### [YOUR GOAL]
From the search web services specification draft, reproduce the stretch from "1. XML/WSDL" through "a response schema." word for word.

### [SELECTED PASSAGE]
"""
Technical Committee:

OASIS Search Web Services TC

Chair(s):

            Ray Denenberg

            Matthew Dovey

Related work:

This specification replaces or supercedes:

·                     SRU 1.2

 

This specification is related to:

·         ISO 23950

·         NISO Z39.92

 

 

Status:

This document has no official status. It was prepared by the OASIS Search Web Services TC as a strawman proposal, for public review, intended to generate discussion.  It is not a Committee Draft.

 

Purpose of this Document

This specification is based on the SRU (Search Retrieve via URL) specification which can be found at http://www.loc.gov/standards/sru/.  It is expected that this standard, when published, will deviate from SRU. How much it will deviate cannot be predicted at this time. The fact that the SRU spec is used as a starting point for development should not be cause for concern that this might be an effort to fast track SRU.  The committee hopes to preserve the useful features of SRU, but not to preserve those that are not considered useful.

 

The OASIS Technical Committee developing this standard has decided to request OASIS to release this as a discussion document.  Detailed review of this document is premature at this point, but feedback on the functionality and approach is solicited.

 

Open Issues

There are several current open issues before the committee not reflected in the body of the document.

 There is a wiki for the committee at http://wiki.oasis-open.org/search-ws/FrontPage, and an issues list at http://wiki.oasis-open.org/search-ws/issues

These issues are summarized here:

 

  1. Binary representation within records
    The protocol must support the inclusion of binary objects within records.  And external mechanisms exist to provide this support. The issue is whether the standard needs to define an explicit mechanism.

 

  1. Parameterized query support
    The protocol should support parameterized queries. Should they be supported within CQL, should CQL be a special case of parameterized query, or should these two be defined separately.

  2. OpenSearch
    The specification is intended to subsume the OpenSearch functionality. The existing OpenSearch specification is regarded as a legacy specification and this standard will also and show how the protocol interoperates with that spec. This has not been sufficiently addressed in this draft.

 

  1. XML/WSDL
    The committee determined that it is premature to write XML/WSDL  for the protocol, so there is a stub section with a pointer to the current SRU xml. XML/WSDL will be written later.

  2. Operation Parameter
    There is a suggestion  to eliminate the operation parameter, incorporating it instead in the base url, in some fashion. (This is not done in this draft.)  The reason for the suggestion is that this parameter is not consistent with REST principles.

  3. ATOM (or RSS) as a response schema.
    There is a proposal to replace the SRU response schema with ATOM or RSS. The current draft adds a parameter allowing the client to request an alternative schema. There should be one schema singled out in the standard that is mandatory. Currently that would be the SRU response schema, and the proposal is to make ATOM or RSS the single required schema instead.

  4. Scan
    There is a suggestion to eliminate the Scan operation, and instead represent this functionality via search/retrieve.

  5. XCQL
     There is a  suggestion is to eliminate XCQL, which is an XML representation of the CQL query - it is not used in a request, only in the echoed response. Some impementors find it useful to have the query echoed in a parsed form.  However its existence causes confusion.
"""
### [ENTRIES SUPPLIED]
"""
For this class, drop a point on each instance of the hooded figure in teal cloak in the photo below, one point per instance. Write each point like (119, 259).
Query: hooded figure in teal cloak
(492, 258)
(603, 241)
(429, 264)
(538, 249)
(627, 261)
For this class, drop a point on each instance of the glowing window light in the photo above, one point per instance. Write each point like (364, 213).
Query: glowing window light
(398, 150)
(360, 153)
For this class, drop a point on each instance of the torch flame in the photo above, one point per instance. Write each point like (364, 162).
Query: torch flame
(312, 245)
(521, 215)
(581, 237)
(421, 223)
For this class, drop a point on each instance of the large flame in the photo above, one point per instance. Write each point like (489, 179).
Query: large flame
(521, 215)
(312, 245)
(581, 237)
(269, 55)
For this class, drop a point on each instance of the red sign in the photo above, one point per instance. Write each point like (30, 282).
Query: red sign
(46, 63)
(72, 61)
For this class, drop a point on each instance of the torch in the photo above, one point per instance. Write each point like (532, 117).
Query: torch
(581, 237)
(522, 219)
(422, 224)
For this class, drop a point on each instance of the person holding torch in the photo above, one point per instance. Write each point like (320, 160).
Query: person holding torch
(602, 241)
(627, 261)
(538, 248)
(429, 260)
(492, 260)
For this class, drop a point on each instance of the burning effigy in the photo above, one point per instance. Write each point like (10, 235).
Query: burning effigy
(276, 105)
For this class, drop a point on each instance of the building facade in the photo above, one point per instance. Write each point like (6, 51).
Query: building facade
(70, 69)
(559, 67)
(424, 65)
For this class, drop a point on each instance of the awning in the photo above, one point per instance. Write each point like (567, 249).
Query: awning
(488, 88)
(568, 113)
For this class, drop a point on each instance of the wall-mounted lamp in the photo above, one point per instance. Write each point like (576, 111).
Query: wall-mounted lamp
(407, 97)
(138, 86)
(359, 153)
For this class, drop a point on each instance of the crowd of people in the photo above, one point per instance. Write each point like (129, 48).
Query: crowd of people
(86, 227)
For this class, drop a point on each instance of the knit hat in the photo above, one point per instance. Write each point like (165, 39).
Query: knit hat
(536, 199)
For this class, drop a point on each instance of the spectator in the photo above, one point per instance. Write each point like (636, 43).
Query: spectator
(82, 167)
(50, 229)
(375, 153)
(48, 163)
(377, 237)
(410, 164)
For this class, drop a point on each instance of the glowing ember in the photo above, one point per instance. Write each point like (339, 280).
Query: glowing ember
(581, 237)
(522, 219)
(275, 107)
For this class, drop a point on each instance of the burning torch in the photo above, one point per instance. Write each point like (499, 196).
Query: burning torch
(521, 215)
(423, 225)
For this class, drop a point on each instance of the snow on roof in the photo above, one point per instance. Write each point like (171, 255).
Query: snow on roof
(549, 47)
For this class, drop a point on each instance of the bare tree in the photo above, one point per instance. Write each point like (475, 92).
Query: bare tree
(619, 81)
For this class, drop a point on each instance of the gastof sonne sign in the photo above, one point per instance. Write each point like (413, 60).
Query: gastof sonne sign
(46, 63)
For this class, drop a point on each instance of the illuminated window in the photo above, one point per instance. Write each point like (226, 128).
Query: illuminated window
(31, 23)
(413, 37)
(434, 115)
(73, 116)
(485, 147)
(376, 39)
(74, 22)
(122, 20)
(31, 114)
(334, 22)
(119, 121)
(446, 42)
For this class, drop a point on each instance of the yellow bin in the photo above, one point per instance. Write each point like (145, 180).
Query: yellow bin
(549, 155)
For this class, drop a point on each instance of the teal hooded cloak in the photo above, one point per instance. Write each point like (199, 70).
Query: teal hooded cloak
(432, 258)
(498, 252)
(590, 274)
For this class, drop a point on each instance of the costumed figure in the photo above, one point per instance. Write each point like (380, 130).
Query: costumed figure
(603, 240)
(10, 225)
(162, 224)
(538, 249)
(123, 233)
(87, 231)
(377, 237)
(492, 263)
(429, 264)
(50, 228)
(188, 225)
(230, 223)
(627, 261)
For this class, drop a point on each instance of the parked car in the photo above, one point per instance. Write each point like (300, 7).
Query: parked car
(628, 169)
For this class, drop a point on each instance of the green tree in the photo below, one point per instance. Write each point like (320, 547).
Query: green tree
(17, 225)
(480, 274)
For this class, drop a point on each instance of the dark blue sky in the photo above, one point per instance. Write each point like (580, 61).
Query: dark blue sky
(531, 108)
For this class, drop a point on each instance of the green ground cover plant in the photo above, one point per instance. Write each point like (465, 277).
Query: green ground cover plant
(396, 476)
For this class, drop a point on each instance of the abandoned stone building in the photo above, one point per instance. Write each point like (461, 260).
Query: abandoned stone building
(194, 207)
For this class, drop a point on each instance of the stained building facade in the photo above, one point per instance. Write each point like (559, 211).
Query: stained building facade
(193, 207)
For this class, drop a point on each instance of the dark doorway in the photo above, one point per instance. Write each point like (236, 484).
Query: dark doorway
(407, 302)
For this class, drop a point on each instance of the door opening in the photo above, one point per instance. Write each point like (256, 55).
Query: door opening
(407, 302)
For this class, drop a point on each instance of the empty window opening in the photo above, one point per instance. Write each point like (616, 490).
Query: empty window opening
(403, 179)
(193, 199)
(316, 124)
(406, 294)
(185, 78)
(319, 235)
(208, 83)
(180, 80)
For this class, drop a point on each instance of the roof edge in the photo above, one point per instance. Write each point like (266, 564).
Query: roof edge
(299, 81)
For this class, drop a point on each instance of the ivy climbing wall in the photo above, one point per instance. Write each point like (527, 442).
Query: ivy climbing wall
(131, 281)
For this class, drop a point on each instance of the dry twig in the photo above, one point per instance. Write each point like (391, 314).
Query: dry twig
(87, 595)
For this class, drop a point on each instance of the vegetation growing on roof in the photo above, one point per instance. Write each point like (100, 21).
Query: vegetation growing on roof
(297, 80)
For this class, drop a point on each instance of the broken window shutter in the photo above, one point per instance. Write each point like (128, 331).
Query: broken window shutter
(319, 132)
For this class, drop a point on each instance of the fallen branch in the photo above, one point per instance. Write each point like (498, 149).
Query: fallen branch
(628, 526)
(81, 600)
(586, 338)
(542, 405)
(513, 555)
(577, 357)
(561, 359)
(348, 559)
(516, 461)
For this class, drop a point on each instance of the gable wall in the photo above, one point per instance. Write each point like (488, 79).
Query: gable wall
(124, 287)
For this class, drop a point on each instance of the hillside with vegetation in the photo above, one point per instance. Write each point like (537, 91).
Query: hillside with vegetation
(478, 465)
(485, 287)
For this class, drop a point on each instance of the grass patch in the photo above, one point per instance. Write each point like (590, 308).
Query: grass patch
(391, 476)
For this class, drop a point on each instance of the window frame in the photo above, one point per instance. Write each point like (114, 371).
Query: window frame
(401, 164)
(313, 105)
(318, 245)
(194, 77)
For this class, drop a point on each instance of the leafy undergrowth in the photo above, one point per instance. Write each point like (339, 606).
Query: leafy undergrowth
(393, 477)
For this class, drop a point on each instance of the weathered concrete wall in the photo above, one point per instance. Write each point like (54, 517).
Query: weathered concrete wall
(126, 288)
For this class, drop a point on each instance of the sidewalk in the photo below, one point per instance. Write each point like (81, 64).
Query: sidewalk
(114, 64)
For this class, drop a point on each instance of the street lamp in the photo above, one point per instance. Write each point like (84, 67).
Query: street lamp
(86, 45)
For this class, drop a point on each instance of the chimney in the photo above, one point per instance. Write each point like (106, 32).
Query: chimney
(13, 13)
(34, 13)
"""
"""
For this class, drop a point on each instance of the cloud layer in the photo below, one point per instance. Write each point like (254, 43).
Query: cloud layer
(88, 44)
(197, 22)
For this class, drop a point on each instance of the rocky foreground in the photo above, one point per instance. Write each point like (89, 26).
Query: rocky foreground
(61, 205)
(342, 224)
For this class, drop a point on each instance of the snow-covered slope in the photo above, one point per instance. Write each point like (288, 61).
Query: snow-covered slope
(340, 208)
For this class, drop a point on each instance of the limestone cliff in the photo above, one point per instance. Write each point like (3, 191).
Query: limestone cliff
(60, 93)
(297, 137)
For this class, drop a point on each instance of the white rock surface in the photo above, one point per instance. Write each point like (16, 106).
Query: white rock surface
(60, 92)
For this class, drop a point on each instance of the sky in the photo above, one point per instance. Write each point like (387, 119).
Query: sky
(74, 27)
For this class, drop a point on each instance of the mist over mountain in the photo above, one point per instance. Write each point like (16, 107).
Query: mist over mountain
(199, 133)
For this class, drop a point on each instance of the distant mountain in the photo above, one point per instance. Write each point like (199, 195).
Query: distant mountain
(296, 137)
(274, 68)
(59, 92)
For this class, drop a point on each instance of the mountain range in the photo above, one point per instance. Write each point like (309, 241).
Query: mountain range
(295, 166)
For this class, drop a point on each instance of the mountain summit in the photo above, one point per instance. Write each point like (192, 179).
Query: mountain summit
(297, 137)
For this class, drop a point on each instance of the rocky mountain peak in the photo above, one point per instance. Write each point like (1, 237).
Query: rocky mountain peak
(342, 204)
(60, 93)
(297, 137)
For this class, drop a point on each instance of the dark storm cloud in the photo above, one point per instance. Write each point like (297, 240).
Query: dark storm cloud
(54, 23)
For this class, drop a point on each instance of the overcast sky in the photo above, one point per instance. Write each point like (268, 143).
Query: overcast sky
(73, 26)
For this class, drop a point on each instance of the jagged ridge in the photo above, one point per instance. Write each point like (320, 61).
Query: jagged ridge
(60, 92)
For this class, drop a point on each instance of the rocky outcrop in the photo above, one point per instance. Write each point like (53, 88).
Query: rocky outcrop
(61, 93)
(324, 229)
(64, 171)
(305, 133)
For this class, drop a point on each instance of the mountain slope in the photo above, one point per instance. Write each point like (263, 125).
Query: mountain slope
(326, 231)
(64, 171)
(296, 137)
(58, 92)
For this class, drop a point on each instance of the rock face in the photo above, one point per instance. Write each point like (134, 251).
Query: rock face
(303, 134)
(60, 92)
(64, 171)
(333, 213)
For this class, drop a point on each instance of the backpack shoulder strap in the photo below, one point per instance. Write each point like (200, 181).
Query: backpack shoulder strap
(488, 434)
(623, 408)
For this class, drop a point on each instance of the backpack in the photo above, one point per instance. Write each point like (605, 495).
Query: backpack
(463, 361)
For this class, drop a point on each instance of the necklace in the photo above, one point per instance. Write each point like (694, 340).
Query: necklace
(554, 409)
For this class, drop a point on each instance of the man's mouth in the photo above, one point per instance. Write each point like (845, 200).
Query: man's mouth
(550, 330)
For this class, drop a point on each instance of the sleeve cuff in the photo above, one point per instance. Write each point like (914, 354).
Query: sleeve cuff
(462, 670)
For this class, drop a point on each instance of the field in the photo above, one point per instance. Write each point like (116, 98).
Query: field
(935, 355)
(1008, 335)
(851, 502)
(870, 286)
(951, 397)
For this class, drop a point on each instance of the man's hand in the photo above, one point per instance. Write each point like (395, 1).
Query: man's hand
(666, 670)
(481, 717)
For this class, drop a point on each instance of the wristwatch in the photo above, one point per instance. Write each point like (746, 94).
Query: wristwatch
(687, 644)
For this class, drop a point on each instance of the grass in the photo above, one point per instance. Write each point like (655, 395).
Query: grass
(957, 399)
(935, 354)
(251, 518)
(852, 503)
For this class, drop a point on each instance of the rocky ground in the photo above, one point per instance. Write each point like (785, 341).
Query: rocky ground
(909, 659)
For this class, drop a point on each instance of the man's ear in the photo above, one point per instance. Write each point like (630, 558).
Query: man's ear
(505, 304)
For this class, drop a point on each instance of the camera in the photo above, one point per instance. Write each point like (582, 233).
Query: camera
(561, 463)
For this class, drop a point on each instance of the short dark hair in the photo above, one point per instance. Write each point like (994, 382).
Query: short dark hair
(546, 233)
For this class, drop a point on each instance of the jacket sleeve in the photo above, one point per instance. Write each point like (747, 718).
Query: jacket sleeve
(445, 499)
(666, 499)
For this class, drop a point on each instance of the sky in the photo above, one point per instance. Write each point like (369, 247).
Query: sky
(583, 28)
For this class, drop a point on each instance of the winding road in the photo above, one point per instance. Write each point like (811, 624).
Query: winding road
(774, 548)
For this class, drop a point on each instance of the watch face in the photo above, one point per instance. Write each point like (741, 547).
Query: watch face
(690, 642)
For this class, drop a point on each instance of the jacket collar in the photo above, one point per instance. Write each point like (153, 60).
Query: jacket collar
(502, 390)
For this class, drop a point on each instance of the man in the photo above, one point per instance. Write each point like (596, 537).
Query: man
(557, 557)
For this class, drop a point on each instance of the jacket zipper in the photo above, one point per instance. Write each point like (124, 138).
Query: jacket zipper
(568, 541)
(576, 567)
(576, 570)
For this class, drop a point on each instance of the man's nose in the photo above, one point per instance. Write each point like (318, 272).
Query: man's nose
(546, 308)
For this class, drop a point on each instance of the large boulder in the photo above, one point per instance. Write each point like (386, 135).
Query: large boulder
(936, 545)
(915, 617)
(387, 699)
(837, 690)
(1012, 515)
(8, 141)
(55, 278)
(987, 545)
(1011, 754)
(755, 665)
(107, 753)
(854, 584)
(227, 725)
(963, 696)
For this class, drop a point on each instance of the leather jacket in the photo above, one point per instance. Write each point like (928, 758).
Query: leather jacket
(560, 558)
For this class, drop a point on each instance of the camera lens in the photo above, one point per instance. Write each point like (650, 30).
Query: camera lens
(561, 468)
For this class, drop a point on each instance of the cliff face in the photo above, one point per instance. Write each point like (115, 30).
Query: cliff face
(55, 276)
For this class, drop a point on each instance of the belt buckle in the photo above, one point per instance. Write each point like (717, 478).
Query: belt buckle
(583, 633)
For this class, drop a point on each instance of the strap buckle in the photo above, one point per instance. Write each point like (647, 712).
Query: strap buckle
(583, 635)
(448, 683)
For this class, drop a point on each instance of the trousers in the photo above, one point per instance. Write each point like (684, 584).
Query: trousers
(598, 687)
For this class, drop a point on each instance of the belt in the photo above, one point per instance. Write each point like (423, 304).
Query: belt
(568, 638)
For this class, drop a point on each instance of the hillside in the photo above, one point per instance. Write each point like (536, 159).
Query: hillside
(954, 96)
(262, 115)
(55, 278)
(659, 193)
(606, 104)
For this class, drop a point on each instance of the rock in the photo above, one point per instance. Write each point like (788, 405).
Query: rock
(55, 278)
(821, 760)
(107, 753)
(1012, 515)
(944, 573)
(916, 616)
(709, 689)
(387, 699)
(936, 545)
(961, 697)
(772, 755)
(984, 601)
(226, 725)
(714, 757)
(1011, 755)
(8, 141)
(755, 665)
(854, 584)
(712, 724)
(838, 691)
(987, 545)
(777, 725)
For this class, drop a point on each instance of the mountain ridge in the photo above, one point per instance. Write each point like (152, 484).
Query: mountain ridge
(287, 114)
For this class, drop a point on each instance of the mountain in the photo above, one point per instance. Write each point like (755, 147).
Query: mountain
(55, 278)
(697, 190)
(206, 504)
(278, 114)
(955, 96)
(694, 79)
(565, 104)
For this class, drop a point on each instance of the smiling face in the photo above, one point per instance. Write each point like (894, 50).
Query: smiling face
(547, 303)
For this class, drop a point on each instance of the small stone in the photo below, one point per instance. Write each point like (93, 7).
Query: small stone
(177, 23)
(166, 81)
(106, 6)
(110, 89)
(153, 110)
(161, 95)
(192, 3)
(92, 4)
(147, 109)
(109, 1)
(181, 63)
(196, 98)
"""
### [YOUR SOLUTION]
1. XML/WSDL
    The committee determined that it is premature to write XML/WSDL  for the protocol, so there is a stub section with a pointer to the current SRU xml. XML/WSDL will be written later.

  2. Operation Parameter
    There is a suggestion  to eliminate the operation parameter, incorporating it instead in the base url, in some fashion. (This is not done in this draft.)  The reason for the suggestion is that this parameter is not consistent with REST principles.

  3. ATOM (or RSS) as a response schema.